| What this task involves |
From the data below, pull out every line that contains the string "positive" and copy each one in full.
---------- Data to use ----------
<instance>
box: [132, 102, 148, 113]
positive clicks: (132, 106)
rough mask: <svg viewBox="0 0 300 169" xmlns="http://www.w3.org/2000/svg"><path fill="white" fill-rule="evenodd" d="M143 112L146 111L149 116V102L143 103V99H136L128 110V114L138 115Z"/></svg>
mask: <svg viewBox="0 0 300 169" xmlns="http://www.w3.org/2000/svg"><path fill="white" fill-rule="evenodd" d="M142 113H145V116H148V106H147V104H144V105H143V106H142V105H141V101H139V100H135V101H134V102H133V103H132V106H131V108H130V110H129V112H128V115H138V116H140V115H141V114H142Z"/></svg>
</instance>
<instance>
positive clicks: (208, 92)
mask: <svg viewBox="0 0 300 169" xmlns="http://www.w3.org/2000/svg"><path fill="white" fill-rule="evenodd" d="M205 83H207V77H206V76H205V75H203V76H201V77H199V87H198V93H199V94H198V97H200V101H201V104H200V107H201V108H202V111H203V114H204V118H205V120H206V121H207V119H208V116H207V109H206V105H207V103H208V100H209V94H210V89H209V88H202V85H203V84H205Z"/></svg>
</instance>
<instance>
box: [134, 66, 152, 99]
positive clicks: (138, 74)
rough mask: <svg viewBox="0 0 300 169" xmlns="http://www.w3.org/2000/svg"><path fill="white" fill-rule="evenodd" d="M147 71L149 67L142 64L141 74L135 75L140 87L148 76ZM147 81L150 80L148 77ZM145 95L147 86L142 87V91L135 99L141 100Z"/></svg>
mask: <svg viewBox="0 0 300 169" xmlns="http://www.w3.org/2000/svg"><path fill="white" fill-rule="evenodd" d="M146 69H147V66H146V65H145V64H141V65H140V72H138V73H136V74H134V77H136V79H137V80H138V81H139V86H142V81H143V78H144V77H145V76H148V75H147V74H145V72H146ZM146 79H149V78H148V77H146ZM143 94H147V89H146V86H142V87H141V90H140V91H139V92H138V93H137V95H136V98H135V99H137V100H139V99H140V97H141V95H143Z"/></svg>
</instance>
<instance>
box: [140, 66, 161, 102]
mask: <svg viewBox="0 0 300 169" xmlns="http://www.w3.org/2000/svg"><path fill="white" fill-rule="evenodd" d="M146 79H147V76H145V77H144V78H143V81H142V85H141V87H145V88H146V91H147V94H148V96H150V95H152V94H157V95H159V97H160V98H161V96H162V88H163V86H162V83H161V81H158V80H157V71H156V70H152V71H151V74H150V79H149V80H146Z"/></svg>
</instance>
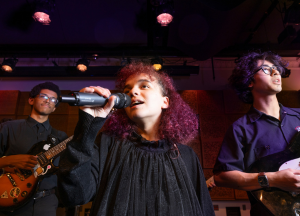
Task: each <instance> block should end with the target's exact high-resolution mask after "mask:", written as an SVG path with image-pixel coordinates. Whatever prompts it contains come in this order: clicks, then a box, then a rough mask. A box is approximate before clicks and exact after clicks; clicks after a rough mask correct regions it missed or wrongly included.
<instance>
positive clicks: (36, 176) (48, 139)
mask: <svg viewBox="0 0 300 216" xmlns="http://www.w3.org/2000/svg"><path fill="white" fill-rule="evenodd" d="M72 138H73V136H71V137H69V138H68V139H66V140H64V141H63V142H61V143H60V144H58V145H56V146H54V143H53V140H52V142H51V140H50V139H51V138H49V139H48V141H42V142H39V143H37V144H35V145H34V146H33V147H32V148H31V149H30V150H29V152H28V154H30V155H37V156H38V164H37V165H36V166H35V167H34V168H33V169H32V170H15V173H5V174H3V175H1V176H0V211H14V210H16V209H18V208H20V207H22V206H24V205H25V204H26V203H28V202H29V201H30V200H31V199H32V198H33V195H34V194H35V193H36V192H37V190H38V188H39V184H40V182H41V181H42V179H43V178H44V177H45V176H49V175H53V174H54V173H55V172H56V171H57V169H58V167H56V166H54V165H53V163H52V161H53V160H54V159H55V158H56V157H57V156H58V154H59V153H60V152H62V151H63V150H65V148H66V143H67V142H68V141H70V140H71V139H72ZM52 146H54V147H52Z"/></svg>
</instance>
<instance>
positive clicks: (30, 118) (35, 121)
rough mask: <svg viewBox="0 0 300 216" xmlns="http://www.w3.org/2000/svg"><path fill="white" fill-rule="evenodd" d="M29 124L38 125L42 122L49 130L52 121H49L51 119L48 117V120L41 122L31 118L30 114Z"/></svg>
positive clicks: (29, 118) (31, 124)
mask: <svg viewBox="0 0 300 216" xmlns="http://www.w3.org/2000/svg"><path fill="white" fill-rule="evenodd" d="M26 121H27V124H29V126H30V127H34V126H36V125H37V124H42V125H43V126H44V127H45V128H46V130H49V128H50V122H49V119H47V121H44V122H43V123H39V122H38V121H36V120H35V119H33V118H31V117H30V116H28V118H27V120H26Z"/></svg>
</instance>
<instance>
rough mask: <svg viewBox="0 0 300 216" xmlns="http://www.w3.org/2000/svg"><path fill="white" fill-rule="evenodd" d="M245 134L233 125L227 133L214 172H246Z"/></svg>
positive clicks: (240, 129) (217, 160) (220, 149)
mask: <svg viewBox="0 0 300 216" xmlns="http://www.w3.org/2000/svg"><path fill="white" fill-rule="evenodd" d="M243 137H244V135H243V133H242V131H241V129H240V128H239V127H235V126H234V125H232V126H231V127H229V129H228V130H227V132H226V135H225V137H224V140H223V142H222V145H221V149H220V152H219V155H218V158H217V160H216V163H215V166H214V170H213V172H214V173H216V172H220V171H232V170H238V171H242V172H244V170H245V166H244V157H245V155H244V152H243V144H242V140H243Z"/></svg>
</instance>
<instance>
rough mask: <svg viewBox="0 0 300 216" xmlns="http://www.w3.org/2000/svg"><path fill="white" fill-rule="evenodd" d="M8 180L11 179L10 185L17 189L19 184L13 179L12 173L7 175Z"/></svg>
mask: <svg viewBox="0 0 300 216" xmlns="http://www.w3.org/2000/svg"><path fill="white" fill-rule="evenodd" d="M6 176H7V178H8V179H9V181H10V183H11V184H12V185H13V186H14V187H17V183H16V182H15V180H14V179H13V177H12V176H11V175H10V173H6Z"/></svg>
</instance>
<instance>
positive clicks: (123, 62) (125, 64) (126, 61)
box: [121, 58, 132, 67]
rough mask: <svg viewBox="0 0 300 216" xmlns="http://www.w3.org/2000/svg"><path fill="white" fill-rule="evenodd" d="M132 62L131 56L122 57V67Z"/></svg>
mask: <svg viewBox="0 0 300 216" xmlns="http://www.w3.org/2000/svg"><path fill="white" fill-rule="evenodd" d="M131 62H132V60H131V58H126V59H125V58H122V61H121V67H124V66H126V65H129V64H131Z"/></svg>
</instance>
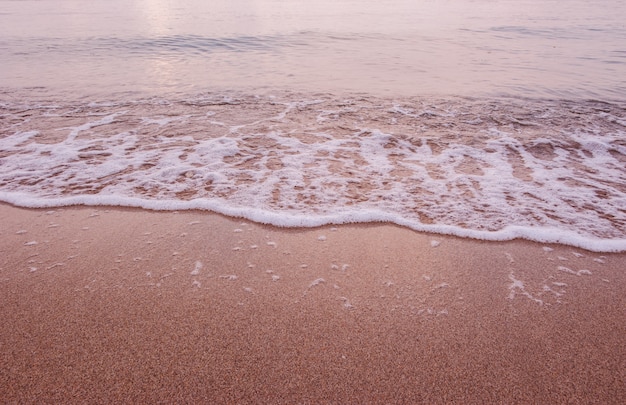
----------
| Written solution |
positive clicks: (132, 106)
positive clicks: (208, 92)
positive clicks: (138, 74)
positive clicks: (36, 176) (48, 139)
positive clicks: (30, 118) (35, 121)
positive clicks: (29, 118) (31, 124)
positive clicks: (240, 129) (217, 160) (220, 149)
positive clicks: (123, 62) (125, 64) (126, 61)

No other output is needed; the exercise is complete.